Giant Hands Installations
My idea for this project grew as a natural progression from almost 25 installations with Giant Hands made with paper and acrylic paint I created over the last 4 years, in and around New York City and Central park.
These were one woman operation where i would be the artist, the drawer, the painter, the stage hand, public relations, photographer and videographer.
For the past 4 years I've been making ephemeral installations in Central Park and other places using Giant Hands made of paper and acrylic paint. Especially during the lockdowns in Manhattan I noticed that people were very happy to see them, colorful splashes in the landscape.
I would put up the hands for a few hours, take pictures and then I will take him down, fold them in take them home on the subway.
Over the years I have learned the rules to working with art in the park like not attaching things to structures or vegetation, do no damage and be mindful of the people and the environment.
On Thanksgiving Day this year I asked people to hold colorful Giant Hands over the Bow bridge in Central Park as a symbolic gesture, I was very surprised to find people respond enthusiastically. I named the installation Rainbow Bridge.
For our roving installations we will use 36 Giant Hands painted in bright orange, yellow, red and blue colors, and 50 yards of Red Cloth.
The 36 giant hands I created over the past 3 years gradually, starting with one and then developing 12, which I painted. Eventually I was invited by a New York City art organization to make an installation in a former bank and got a chance to grow the hands to 36. This year I painted them all and created more installations in Central Park in the same ephemeral manner.

(Image point grounding data)
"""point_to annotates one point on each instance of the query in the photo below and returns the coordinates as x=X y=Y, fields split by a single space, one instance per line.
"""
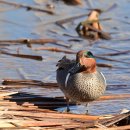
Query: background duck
x=80 y=80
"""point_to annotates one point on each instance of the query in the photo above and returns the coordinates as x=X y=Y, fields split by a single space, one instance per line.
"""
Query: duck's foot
x=67 y=110
x=86 y=112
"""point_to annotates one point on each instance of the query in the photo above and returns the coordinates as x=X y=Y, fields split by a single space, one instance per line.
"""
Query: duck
x=80 y=80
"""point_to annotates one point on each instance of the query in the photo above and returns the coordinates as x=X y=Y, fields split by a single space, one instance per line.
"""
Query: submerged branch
x=26 y=7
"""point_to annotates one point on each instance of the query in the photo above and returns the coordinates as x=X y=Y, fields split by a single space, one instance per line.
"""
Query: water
x=18 y=23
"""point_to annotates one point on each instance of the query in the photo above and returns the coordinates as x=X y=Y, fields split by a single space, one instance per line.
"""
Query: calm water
x=18 y=23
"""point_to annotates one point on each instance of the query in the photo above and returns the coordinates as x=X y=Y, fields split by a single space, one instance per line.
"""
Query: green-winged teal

> Apply what you read
1. Copy the Giant Hands text from the words "On Thanksgiving Day" through the words "installation Rainbow Bridge.", swapping "Thanksgiving Day" for "New Year's Day".
2. In the Giant Hands text, what name was given to the installation at the Bow bridge?

> Answer list
1.
On New Year's Day this year I asked people to hold colorful Giant Hands over the Bow bridge in Central Park as a symbolic gesture, I was very surprised to find people respond enthusiastically. I named the installation Rainbow Bridge.

2. Rainbow Bridge